Copy every entry exactly.

^^^^^^^^^^^^^^^^

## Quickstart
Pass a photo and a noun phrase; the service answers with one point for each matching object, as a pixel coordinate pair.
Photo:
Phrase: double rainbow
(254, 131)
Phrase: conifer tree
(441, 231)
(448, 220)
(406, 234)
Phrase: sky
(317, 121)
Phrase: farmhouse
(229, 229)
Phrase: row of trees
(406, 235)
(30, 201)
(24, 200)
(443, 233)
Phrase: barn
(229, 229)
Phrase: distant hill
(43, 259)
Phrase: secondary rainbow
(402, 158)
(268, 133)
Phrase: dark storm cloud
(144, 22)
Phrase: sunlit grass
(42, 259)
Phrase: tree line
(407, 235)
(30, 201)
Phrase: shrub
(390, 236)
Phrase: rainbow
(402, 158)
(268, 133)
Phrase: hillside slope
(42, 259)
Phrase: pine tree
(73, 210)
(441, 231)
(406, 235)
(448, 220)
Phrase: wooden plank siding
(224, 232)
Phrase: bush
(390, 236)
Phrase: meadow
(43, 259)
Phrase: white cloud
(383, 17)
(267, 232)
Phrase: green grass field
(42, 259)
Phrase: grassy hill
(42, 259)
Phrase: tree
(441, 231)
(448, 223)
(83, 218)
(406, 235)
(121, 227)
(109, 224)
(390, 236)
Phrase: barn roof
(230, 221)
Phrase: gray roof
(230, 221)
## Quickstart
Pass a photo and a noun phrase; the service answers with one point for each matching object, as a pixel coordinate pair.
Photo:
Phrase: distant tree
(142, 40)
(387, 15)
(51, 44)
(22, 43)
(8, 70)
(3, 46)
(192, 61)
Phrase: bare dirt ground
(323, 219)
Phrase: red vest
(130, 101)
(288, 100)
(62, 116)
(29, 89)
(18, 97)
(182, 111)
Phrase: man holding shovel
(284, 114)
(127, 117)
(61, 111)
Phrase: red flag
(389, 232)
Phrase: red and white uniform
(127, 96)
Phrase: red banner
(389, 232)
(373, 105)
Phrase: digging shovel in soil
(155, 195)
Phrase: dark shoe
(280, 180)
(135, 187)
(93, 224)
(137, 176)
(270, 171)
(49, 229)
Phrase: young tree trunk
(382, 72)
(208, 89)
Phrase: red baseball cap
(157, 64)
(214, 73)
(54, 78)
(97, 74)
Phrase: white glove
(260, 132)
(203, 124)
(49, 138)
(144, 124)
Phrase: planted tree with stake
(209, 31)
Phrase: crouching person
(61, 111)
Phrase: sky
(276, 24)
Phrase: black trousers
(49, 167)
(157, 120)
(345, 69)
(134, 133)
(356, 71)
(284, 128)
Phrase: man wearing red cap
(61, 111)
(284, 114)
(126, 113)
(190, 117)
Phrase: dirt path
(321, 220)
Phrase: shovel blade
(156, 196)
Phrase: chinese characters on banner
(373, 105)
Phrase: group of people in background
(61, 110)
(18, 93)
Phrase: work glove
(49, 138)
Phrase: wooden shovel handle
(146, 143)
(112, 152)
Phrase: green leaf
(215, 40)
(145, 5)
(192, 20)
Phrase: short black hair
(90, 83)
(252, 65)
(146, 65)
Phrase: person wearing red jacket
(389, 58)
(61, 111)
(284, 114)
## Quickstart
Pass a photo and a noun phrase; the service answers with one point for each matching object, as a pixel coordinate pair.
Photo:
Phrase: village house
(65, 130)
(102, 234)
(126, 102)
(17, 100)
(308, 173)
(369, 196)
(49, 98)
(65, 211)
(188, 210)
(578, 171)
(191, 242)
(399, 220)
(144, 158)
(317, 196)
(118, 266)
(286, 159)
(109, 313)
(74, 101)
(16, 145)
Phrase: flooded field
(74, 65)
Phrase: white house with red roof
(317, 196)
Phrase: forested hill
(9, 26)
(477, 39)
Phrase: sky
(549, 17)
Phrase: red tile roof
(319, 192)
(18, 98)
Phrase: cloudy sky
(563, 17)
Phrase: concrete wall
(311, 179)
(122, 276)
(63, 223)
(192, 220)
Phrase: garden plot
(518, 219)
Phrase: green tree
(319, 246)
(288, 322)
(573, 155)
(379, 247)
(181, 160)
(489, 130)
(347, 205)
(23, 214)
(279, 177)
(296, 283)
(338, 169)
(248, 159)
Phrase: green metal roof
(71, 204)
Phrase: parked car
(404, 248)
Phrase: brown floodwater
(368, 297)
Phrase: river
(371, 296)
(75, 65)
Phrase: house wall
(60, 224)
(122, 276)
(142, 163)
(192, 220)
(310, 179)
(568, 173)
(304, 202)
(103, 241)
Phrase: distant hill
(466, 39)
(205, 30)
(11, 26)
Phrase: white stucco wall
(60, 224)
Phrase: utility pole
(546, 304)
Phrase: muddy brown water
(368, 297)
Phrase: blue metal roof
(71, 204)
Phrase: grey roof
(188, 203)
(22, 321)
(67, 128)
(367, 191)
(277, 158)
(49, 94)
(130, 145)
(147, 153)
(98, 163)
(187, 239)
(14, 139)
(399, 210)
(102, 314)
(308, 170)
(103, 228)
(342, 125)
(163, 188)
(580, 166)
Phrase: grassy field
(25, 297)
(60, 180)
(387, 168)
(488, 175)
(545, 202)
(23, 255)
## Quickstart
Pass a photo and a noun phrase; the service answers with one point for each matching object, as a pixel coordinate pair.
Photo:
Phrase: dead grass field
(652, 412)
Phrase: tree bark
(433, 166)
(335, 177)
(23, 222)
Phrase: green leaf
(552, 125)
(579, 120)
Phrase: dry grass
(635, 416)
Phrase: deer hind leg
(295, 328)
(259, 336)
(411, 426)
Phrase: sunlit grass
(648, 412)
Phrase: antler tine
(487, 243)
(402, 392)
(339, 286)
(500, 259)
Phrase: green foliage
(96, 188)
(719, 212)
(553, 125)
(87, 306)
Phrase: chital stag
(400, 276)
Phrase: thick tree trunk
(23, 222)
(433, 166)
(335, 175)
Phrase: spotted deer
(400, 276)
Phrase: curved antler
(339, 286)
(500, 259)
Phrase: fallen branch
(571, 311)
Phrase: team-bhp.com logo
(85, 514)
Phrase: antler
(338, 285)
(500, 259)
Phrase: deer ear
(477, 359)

^^^^^^^^^^^^^^^^

*SOLUTION TO THIS PROBLEM:*
## Quickstart
Pass a photo and a noun phrase; the service answers with one point for each matching object, as a pixel coordinate pair.
Photo:
Phrase: double rainbow
(254, 131)
Phrase: conifer tree
(441, 231)
(448, 220)
(406, 234)
Phrase: sky
(317, 121)
Phrase: farmhouse
(229, 229)
Phrase: row of trees
(406, 235)
(30, 201)
(24, 200)
(443, 233)
Phrase: barn
(229, 229)
Phrase: distant hill
(43, 259)
Phrase: secondary rainbow
(402, 158)
(268, 133)
Phrase: dark storm cloud
(144, 22)
Phrase: sunlit grass
(42, 259)
Phrase: tree line
(407, 235)
(30, 201)
Phrase: shrub
(390, 236)
Phrase: rainbow
(402, 158)
(268, 133)
Phrase: hillside slope
(42, 259)
Phrase: pine tree
(73, 210)
(441, 231)
(406, 235)
(448, 220)
Phrase: wooden plank siding
(224, 232)
Phrase: bush
(390, 236)
Phrase: meadow
(43, 259)
Phrase: white cloud
(383, 17)
(267, 232)
Phrase: green grass field
(42, 259)
Phrase: grassy hill
(42, 259)
Phrase: tree
(441, 231)
(448, 223)
(83, 218)
(406, 235)
(121, 227)
(109, 224)
(390, 236)
Phrase: barn roof
(230, 221)
Phrase: gray roof
(230, 221)
## Quickstart
Pass a photo and a noun phrase; the service answers with one point for each matching object, as a pixel coordinate pair.
Photo:
Phrase: distant tree
(142, 40)
(387, 15)
(51, 44)
(22, 43)
(8, 70)
(3, 46)
(192, 61)
Phrase: bare dirt ground
(323, 219)
Phrase: red vest
(130, 101)
(288, 100)
(62, 116)
(29, 89)
(18, 97)
(182, 111)
Phrase: man holding shovel
(284, 114)
(127, 117)
(61, 111)
Phrase: red flag
(389, 232)
Phrase: red and white uniform
(127, 96)
Phrase: red banner
(389, 232)
(373, 105)
Phrase: digging shovel in soil
(155, 195)
Phrase: dark shoe
(280, 180)
(135, 187)
(93, 224)
(137, 176)
(270, 171)
(49, 229)
Phrase: young tree trunk
(382, 72)
(208, 89)
Phrase: red baseball cap
(157, 64)
(214, 73)
(54, 78)
(97, 74)
Phrase: white glove
(260, 132)
(203, 124)
(49, 138)
(144, 124)
Phrase: planted tree with stake
(209, 31)
Phrase: crouching person
(61, 111)
Phrase: sky
(276, 24)
Phrase: black trousers
(49, 167)
(157, 120)
(345, 69)
(134, 133)
(356, 71)
(284, 128)
Phrase: man wearing red cap
(61, 111)
(284, 114)
(126, 113)
(190, 117)
Phrase: dirt path
(321, 220)
Phrase: shovel blade
(156, 196)
Phrase: chinese characters on banner
(373, 105)
Phrase: group of people in background
(61, 110)
(18, 93)
Phrase: work glove
(49, 138)
Phrase: wooden shovel handle
(146, 143)
(112, 152)
Phrase: green leaf
(215, 40)
(145, 5)
(192, 20)
Phrase: short black hair
(90, 83)
(252, 65)
(146, 65)
Phrase: person wearing red jacket
(389, 58)
(61, 111)
(284, 114)
## Quickstart
Pass a photo and a noun phrase; the service answers with one point for each matching object, as a pixel coordinate pair.
Photo:
Phrase: village house
(65, 130)
(102, 234)
(126, 102)
(17, 100)
(308, 173)
(369, 196)
(49, 98)
(65, 211)
(188, 210)
(578, 171)
(191, 242)
(399, 220)
(144, 158)
(317, 196)
(118, 266)
(286, 159)
(109, 313)
(74, 101)
(16, 145)
Phrase: flooded field
(74, 65)
Phrase: white house with red roof
(317, 196)
Phrase: forested hill
(9, 26)
(477, 39)
Phrase: sky
(549, 17)
Phrase: red tile roof
(319, 192)
(18, 98)
Phrase: cloudy sky
(563, 17)
Phrase: concrete wall
(311, 179)
(122, 276)
(63, 223)
(192, 220)
Phrase: garden plot
(518, 219)
Phrase: green tree
(319, 246)
(288, 322)
(573, 155)
(379, 247)
(181, 160)
(489, 130)
(347, 205)
(23, 214)
(279, 177)
(296, 283)
(338, 169)
(248, 159)
Phrase: green metal roof
(71, 204)
Phrase: parked car
(404, 248)
Phrase: brown floodwater
(368, 297)
Phrase: river
(371, 296)
(75, 65)
Phrase: house wall
(60, 224)
(122, 276)
(142, 163)
(192, 220)
(310, 179)
(568, 173)
(304, 202)
(103, 241)
Phrase: distant hill
(466, 39)
(205, 30)
(11, 26)
Phrase: white stucco wall
(60, 224)
Phrase: utility pole
(546, 304)
Phrase: muddy brown water
(368, 297)
Phrase: blue metal roof
(71, 204)
Phrase: grey roof
(188, 203)
(22, 321)
(67, 128)
(367, 191)
(277, 158)
(49, 94)
(130, 145)
(147, 153)
(98, 163)
(187, 239)
(14, 139)
(399, 210)
(102, 314)
(308, 170)
(103, 228)
(342, 125)
(163, 188)
(580, 166)
Phrase: grassy field
(25, 297)
(60, 180)
(387, 168)
(488, 175)
(545, 202)
(23, 255)
## Quickstart
Pass a photo and a noun phrase; the service answers with one point for each matching object, as a pixel coordinate pair.
Photo:
Phrase: dead grass field
(652, 412)
Phrase: tree bark
(433, 166)
(335, 177)
(23, 222)
Phrase: green leaf
(552, 125)
(579, 120)
Phrase: dry grass
(635, 416)
Phrase: deer hind leg
(295, 328)
(259, 336)
(411, 426)
Phrase: sunlit grass
(648, 412)
Phrase: antler tine
(487, 243)
(402, 392)
(339, 286)
(500, 259)
Phrase: green foliage
(96, 188)
(719, 212)
(553, 125)
(87, 306)
Phrase: chital stag
(400, 276)
Phrase: thick tree trunk
(23, 222)
(433, 166)
(335, 175)
Phrase: spotted deer
(400, 276)
Phrase: curved antler
(339, 286)
(500, 259)
Phrase: fallen branch
(571, 311)
Phrase: team-bhp.com logo
(85, 514)
Phrase: antler
(338, 285)
(500, 259)
Phrase: deer ear
(477, 359)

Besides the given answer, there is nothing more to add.